[[ Material provided, beginning ]]
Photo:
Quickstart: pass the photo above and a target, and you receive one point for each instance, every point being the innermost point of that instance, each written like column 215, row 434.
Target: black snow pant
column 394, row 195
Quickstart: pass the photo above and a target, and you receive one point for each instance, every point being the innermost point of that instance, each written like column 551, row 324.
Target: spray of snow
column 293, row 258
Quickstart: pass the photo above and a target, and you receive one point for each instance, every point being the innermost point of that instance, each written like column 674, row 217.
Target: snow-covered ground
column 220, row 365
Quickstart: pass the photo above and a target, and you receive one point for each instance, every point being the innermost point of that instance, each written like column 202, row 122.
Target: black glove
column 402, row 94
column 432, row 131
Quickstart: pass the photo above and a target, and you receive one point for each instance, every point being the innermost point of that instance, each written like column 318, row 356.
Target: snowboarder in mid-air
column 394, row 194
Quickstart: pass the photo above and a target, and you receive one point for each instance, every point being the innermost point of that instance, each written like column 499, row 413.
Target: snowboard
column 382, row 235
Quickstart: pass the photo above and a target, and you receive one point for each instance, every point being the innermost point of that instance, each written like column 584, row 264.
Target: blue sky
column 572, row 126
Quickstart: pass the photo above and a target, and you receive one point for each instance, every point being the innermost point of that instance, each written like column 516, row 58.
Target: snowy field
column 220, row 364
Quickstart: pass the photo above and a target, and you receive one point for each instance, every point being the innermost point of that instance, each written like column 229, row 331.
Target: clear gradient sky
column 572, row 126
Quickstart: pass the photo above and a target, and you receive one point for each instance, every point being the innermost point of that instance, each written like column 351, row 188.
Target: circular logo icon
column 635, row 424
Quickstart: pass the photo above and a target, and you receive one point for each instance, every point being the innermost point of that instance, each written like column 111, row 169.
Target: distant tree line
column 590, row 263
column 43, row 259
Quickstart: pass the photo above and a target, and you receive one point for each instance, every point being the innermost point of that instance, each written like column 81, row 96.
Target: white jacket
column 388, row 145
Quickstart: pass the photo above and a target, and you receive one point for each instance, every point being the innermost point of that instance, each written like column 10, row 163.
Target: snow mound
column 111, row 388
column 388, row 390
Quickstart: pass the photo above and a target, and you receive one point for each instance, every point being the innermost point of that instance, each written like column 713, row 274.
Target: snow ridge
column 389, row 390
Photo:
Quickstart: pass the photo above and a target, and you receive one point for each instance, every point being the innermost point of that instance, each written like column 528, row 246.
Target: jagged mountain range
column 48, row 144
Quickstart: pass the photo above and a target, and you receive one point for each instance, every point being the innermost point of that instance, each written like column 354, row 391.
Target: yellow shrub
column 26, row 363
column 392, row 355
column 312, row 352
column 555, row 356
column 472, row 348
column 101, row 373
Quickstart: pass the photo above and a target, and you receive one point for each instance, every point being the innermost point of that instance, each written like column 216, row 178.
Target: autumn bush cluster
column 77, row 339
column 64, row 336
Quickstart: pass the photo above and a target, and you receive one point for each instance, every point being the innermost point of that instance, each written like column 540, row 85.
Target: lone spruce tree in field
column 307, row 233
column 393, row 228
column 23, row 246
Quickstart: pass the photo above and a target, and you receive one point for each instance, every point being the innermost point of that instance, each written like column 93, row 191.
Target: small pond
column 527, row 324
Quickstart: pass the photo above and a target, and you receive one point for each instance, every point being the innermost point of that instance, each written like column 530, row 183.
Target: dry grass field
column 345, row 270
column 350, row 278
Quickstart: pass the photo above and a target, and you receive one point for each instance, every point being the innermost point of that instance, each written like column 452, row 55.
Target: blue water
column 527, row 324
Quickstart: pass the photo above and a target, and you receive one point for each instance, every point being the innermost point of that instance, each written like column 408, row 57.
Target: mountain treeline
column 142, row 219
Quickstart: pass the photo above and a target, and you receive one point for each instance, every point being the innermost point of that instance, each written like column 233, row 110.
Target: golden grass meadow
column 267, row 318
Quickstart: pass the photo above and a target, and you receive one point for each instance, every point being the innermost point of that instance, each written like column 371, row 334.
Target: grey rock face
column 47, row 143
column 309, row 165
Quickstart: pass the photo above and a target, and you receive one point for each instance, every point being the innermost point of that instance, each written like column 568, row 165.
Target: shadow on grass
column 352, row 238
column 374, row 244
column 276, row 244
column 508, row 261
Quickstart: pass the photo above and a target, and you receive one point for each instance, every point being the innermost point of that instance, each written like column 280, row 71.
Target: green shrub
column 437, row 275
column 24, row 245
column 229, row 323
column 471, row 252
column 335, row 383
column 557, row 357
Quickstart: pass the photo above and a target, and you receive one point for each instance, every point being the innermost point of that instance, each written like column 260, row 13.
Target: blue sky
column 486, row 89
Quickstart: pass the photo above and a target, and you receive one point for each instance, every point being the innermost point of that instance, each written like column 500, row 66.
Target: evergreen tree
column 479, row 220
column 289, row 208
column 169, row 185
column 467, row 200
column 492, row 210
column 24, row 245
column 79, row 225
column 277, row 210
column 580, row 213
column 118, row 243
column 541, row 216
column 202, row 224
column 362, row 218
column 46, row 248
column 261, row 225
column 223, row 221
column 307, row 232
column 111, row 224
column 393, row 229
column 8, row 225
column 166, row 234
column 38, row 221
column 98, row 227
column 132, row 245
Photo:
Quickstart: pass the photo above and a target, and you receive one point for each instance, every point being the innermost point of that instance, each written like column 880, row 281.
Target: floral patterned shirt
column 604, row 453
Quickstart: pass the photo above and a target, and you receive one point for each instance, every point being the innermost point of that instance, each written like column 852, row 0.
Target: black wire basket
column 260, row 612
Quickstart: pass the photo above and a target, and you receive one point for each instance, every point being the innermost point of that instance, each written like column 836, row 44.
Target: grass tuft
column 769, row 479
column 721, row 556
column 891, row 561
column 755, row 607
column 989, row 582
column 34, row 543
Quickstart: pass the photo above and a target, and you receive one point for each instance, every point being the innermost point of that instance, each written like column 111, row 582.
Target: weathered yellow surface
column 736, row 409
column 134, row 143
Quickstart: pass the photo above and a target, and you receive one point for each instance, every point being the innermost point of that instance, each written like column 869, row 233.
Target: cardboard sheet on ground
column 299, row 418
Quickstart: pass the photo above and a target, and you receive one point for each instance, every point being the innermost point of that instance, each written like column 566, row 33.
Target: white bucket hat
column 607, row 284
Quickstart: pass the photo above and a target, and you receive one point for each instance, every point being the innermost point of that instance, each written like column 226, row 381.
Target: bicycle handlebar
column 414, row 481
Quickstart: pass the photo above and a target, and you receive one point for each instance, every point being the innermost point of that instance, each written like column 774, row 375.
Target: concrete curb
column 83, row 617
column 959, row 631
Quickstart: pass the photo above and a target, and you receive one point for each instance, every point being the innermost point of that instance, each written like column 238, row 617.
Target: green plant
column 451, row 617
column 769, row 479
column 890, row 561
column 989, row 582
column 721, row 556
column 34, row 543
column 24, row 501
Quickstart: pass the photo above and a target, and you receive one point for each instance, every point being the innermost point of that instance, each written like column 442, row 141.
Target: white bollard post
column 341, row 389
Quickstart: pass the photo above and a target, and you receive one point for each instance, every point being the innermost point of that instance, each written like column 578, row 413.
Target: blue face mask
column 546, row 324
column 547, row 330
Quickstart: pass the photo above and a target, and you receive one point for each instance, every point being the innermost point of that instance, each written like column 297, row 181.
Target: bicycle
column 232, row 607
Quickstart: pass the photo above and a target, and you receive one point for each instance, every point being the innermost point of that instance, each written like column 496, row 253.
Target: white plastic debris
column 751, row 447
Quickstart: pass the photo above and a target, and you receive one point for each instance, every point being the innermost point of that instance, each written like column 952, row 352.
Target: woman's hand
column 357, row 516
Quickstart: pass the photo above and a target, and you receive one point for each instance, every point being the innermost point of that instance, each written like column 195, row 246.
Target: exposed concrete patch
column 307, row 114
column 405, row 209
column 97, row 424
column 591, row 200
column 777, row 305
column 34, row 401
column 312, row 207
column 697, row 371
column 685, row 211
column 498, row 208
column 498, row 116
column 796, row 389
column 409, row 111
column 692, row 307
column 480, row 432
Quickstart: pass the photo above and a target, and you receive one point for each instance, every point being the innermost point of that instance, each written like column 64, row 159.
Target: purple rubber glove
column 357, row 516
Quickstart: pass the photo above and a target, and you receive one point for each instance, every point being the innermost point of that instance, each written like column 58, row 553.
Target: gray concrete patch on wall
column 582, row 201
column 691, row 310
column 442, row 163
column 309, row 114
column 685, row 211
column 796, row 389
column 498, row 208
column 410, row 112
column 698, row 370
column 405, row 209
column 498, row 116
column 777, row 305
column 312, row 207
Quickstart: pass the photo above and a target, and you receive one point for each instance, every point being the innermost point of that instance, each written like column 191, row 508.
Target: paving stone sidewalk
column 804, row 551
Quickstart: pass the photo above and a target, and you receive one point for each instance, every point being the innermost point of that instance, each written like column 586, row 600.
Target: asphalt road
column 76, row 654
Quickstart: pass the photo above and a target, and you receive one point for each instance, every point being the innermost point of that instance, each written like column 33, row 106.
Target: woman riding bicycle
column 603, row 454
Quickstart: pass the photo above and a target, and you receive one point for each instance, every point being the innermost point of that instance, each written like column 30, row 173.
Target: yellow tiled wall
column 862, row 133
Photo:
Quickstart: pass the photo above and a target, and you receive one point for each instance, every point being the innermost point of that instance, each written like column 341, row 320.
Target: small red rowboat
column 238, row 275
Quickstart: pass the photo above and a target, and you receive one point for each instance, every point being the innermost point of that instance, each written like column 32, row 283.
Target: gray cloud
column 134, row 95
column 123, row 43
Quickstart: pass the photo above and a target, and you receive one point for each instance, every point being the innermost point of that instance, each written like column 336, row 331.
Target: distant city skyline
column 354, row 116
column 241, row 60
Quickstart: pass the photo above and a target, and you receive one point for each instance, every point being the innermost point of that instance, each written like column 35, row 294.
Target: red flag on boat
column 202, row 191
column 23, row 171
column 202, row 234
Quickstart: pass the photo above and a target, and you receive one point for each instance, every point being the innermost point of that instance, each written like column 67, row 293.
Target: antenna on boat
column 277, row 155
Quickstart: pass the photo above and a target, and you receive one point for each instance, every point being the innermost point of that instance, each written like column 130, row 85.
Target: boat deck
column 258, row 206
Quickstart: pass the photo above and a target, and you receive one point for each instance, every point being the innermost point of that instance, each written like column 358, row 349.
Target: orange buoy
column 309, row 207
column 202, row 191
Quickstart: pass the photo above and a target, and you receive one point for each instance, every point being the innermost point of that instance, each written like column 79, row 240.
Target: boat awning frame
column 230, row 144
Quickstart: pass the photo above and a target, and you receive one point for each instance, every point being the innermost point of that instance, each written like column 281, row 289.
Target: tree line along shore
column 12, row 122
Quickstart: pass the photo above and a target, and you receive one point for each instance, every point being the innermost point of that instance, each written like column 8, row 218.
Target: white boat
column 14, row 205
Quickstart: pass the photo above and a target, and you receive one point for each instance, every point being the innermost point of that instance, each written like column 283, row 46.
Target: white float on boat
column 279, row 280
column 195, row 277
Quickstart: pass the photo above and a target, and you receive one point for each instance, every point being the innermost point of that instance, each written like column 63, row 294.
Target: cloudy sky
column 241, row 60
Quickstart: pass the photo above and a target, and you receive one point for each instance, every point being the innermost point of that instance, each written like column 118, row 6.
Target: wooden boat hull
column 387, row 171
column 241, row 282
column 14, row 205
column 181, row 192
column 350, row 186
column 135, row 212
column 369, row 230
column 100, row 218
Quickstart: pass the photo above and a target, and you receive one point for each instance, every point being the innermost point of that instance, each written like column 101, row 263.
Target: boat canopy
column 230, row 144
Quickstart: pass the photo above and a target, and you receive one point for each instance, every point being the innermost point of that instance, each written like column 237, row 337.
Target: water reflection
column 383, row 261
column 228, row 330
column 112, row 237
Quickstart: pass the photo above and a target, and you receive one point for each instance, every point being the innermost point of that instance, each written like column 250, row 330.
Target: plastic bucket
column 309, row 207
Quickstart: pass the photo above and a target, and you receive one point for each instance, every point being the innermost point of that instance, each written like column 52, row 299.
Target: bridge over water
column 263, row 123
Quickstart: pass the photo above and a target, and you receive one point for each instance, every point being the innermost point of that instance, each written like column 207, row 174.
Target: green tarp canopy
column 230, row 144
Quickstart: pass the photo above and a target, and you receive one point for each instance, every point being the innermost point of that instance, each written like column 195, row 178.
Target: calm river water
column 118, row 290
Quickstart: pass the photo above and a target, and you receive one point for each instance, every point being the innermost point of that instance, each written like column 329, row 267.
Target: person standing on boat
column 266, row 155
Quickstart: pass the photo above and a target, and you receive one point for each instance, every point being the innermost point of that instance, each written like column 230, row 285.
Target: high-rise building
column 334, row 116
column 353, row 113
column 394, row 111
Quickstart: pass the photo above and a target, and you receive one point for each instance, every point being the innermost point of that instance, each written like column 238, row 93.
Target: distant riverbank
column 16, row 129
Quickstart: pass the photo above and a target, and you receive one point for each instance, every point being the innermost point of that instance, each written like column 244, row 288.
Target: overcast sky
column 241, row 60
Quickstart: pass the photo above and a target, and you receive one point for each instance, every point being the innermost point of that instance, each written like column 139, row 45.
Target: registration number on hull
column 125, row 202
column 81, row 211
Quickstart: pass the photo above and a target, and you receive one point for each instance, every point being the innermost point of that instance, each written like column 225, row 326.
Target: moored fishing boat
[[ Material provided, end ]]
Work instruction:
All that should be written out is the stretch of lines above between the one holding "Target: tree line along shore" and the one holding "8, row 218.", inclusive, exactly as given.

Result for this exercise:
Target: tree line along shore
column 12, row 122
Quickstart: pass the photo above and a target, and you receive one point for each instance, every point being the innermost point of that instance, each written like column 8, row 218.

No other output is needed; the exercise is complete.